Kudos to Jewel Scott and her advisor Leigh Ann Simmons for their NIH NRSA application entitled “The Effects of Resilience Factors and Childhood Adversity on Cardiovascular Disease Risk in Young Black Women.” This proposal requests funding for a two-year period with a start date of July 1, 2018.
Despite two decades of research on the disproportionate cardiovascular (CV) disease prevalence in Black Americans, there has been little improvement in the CV-related morbidity and mortality in Black women. Black women continue to have the highest prevalence of hypertension than all other racial and ethnic groups in the United States. For Black women, chronic stress, including adversity in childhood, is a psychosocial determinant of CV disease risk. Adverse childhood experiences (ACEs), such as child abuse or parental mental illness, are examples of chronic stress, which independently double the odds of CV disease even after controlling for traditional risk behaviors. Most studies endorse that women report more childhood adversity than men, and research suggests this toxic level of adversity may preferentially affect CV disease risk in women more than men. Moreover, for Black women, ambient stressors, such as discrimination and neighborhood violence, in combination with ACEs may amplify CV disease risk. However, chronic stress does not uniformly raise CV disease risk, as not all women who have experienced chronic stress have CV disease. Thus, there may be critical time periods in childhood to counteract the up-regulated stress response. However, little research has determined whether young adulthood, a period of transition and instability, is also a sensitive window to dampen the effects of chronic stress. In addition, resilience factors at the individual, interpersonal, and community levels may counter the effects of chronic stress and promote low CV disease risk. A novel, strengths based approach will examine intrinsic and extrinsic resilience factors over time. Few studies have used this life course approach to examine resilience factors such as social connectedness in early childhood, adolescence and early adulthood. To fill this gap, the overall goal of this descriptive, correlational study is to examine the influence of ACEs and ambient stressors (discrimination and neighborhood violence) on CV disease risk, and determine the extent to which resilience factors counter the effects of adversity in 700 young Black women, ages 24-32, using 14 years of follow-up data from the National Longitudinal Study of Adolescent to Adult Health.

● Work order A:
According to the grant proposal summary, why does chronic stress not uniformly raise cardiovascular disease risk, and what does the text conclude from this?
● Work order B:
Continue the grant proposal summary after its final sentence.

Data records

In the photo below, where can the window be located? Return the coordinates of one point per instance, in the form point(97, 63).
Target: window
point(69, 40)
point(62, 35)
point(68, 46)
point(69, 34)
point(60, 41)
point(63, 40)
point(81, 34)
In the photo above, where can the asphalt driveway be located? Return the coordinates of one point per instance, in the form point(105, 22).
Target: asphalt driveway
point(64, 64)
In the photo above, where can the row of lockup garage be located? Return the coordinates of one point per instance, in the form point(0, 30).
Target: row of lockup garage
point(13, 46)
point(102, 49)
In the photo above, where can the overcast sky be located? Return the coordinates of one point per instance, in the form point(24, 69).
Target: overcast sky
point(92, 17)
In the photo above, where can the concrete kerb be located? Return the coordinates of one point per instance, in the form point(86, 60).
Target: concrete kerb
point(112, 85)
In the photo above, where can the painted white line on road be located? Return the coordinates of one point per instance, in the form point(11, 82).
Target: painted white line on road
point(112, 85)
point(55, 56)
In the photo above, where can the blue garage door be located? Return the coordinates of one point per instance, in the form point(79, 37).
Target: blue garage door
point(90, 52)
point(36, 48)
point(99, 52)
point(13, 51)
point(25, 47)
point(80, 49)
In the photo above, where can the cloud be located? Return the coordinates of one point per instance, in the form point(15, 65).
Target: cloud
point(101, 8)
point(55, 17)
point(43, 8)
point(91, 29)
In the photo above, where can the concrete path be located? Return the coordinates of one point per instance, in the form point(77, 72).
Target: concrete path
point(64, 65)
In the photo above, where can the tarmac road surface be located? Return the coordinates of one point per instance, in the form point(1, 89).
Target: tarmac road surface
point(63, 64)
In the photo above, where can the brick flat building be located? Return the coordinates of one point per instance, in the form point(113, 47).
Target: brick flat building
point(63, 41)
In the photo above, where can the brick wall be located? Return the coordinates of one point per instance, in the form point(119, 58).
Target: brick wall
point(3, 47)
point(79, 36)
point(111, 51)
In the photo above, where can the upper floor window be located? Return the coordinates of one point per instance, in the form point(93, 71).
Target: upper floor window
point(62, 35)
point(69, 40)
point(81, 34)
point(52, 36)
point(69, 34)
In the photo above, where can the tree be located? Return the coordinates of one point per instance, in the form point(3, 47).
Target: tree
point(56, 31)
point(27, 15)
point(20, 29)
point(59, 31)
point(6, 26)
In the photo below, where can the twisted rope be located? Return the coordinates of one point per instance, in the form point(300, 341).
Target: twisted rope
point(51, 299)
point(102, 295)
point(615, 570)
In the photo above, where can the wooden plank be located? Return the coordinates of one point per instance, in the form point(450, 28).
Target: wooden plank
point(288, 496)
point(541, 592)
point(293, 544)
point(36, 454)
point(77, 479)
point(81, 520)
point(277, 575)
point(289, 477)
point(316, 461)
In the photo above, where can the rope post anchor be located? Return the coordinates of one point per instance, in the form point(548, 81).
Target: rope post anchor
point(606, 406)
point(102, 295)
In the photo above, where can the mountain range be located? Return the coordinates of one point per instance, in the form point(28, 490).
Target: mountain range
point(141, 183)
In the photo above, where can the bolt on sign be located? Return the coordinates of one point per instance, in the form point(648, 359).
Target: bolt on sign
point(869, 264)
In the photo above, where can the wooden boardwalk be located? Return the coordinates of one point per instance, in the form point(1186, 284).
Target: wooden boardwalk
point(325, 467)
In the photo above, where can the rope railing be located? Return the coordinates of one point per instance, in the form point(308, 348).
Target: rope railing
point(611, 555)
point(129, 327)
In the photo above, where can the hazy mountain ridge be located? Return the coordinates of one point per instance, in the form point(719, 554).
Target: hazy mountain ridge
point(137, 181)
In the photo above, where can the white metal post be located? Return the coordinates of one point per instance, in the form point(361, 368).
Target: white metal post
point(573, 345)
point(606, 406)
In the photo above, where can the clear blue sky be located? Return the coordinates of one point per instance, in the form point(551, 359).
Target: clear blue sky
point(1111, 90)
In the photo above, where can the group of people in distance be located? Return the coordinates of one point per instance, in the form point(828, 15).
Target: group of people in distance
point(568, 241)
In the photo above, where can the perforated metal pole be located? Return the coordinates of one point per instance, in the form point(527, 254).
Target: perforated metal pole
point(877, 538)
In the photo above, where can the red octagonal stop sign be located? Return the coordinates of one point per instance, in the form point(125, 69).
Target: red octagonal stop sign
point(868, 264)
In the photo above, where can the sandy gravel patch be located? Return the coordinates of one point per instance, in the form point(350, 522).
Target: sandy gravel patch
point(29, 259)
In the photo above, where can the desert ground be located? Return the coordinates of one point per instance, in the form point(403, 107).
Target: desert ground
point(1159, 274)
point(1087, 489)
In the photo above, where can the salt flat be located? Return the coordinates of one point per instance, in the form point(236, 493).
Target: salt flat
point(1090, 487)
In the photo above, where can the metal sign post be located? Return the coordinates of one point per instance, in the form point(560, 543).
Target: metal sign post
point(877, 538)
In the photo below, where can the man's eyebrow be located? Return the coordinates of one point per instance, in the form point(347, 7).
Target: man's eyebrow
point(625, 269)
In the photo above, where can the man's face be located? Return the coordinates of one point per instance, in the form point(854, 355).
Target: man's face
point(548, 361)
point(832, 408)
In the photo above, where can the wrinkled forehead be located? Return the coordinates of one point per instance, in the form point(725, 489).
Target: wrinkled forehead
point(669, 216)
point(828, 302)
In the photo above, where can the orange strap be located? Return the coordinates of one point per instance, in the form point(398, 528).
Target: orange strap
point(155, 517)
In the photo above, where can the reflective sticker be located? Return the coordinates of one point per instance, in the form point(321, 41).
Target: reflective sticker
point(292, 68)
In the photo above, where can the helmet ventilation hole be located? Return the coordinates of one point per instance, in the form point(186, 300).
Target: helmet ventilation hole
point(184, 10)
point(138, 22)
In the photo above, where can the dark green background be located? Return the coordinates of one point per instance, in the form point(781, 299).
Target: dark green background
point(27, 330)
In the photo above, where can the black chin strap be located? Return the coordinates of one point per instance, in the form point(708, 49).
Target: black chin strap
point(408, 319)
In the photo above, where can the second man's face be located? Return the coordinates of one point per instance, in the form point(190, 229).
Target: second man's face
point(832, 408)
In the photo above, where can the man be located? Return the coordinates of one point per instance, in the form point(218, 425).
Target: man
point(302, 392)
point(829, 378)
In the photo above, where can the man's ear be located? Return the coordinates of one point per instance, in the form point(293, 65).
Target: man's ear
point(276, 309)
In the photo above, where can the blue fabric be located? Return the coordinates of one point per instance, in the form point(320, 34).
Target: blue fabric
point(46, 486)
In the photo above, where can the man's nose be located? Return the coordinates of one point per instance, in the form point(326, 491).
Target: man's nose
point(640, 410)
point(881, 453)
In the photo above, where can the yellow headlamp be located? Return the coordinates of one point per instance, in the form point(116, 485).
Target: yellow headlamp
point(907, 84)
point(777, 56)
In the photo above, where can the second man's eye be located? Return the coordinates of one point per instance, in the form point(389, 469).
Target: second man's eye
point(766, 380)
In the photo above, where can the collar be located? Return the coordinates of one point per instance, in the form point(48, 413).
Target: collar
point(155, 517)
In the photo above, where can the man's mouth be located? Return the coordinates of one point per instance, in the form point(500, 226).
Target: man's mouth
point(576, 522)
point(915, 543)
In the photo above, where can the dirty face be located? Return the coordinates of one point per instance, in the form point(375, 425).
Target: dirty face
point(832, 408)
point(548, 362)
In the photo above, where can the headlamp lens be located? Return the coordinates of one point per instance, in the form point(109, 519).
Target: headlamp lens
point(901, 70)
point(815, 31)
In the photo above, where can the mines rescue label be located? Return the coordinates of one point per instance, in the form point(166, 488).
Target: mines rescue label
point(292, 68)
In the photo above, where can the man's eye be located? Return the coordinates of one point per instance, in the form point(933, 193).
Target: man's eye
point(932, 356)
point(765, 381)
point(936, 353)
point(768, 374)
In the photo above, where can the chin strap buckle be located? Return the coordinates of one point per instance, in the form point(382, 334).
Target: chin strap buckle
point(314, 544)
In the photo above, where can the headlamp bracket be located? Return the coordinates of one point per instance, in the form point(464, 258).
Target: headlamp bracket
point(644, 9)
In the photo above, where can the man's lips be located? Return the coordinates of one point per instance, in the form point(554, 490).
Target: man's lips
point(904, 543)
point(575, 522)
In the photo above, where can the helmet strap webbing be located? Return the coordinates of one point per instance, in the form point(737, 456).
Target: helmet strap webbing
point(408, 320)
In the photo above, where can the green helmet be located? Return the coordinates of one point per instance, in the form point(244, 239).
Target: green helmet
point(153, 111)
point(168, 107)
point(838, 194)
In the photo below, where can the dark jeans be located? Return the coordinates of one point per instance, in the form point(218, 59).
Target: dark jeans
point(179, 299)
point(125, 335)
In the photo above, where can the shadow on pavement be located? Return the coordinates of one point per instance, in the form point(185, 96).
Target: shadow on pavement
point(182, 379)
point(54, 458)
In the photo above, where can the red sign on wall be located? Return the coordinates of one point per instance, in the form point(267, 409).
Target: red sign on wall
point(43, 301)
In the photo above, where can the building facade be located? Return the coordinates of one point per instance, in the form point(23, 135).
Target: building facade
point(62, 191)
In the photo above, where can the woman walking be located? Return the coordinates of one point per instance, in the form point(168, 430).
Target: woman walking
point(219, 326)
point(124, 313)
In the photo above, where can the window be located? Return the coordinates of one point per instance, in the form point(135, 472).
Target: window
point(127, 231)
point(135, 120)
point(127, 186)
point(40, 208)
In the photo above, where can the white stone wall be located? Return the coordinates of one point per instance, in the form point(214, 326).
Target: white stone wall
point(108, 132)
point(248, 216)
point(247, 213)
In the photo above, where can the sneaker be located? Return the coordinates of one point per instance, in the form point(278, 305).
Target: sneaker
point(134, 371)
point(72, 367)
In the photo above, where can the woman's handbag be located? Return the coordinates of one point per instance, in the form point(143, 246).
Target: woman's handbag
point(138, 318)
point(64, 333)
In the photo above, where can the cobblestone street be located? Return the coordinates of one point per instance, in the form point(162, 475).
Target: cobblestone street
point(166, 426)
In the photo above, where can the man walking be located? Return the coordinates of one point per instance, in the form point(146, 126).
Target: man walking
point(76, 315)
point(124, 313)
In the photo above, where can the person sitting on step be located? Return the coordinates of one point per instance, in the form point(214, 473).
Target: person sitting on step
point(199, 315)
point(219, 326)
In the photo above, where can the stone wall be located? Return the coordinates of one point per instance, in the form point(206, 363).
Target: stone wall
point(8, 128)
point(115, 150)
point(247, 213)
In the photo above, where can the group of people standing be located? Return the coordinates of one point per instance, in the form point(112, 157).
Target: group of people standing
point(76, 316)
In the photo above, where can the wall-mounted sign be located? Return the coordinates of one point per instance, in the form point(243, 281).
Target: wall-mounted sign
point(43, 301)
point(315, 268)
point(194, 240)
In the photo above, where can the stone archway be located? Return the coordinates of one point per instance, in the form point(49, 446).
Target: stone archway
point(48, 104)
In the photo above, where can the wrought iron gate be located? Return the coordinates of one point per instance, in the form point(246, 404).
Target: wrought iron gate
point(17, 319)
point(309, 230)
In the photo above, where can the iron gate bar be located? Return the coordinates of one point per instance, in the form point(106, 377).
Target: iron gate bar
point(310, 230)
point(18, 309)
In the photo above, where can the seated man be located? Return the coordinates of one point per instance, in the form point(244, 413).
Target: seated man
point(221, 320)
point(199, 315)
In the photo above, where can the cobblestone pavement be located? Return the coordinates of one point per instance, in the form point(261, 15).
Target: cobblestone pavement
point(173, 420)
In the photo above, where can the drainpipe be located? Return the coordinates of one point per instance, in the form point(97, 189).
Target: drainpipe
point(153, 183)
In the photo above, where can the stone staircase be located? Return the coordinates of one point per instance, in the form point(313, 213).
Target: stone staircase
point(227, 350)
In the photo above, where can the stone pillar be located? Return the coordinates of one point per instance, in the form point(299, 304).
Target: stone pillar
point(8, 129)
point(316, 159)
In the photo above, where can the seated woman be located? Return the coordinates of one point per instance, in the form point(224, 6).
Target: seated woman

● Written reply A:
Chronic stress does not uniformly raise cardiovascular disease risk because not all women who have experienced chronic stress have cardiovascular disease. From this the text concludes that there may be critical time periods in childhood to counteract the up-regulated stress response.

● Written reply B:
The specific aims are:
Aim 1: Determine the influence of severity of adversity, as measured by ACEs and/or ambient stressors, on CV disease risk in young black women convarying for socioeconomic position, depression and physical activity.
Aim 2: Identify individual (personality, spirituality), interpersonal (parental warmth), and community (adolescent and adult social connectedness) resilience factors that moderate the effects of severity of adversity on CV health convaying for socioeconomic position, depression and physical activity.
Findings from this research will increase our knowledge of contextual factors that contribute to physical resilience in the form of positive CV health and inform both the timing and the content of future interventions to prevent or mitigate future CV disease in young black women.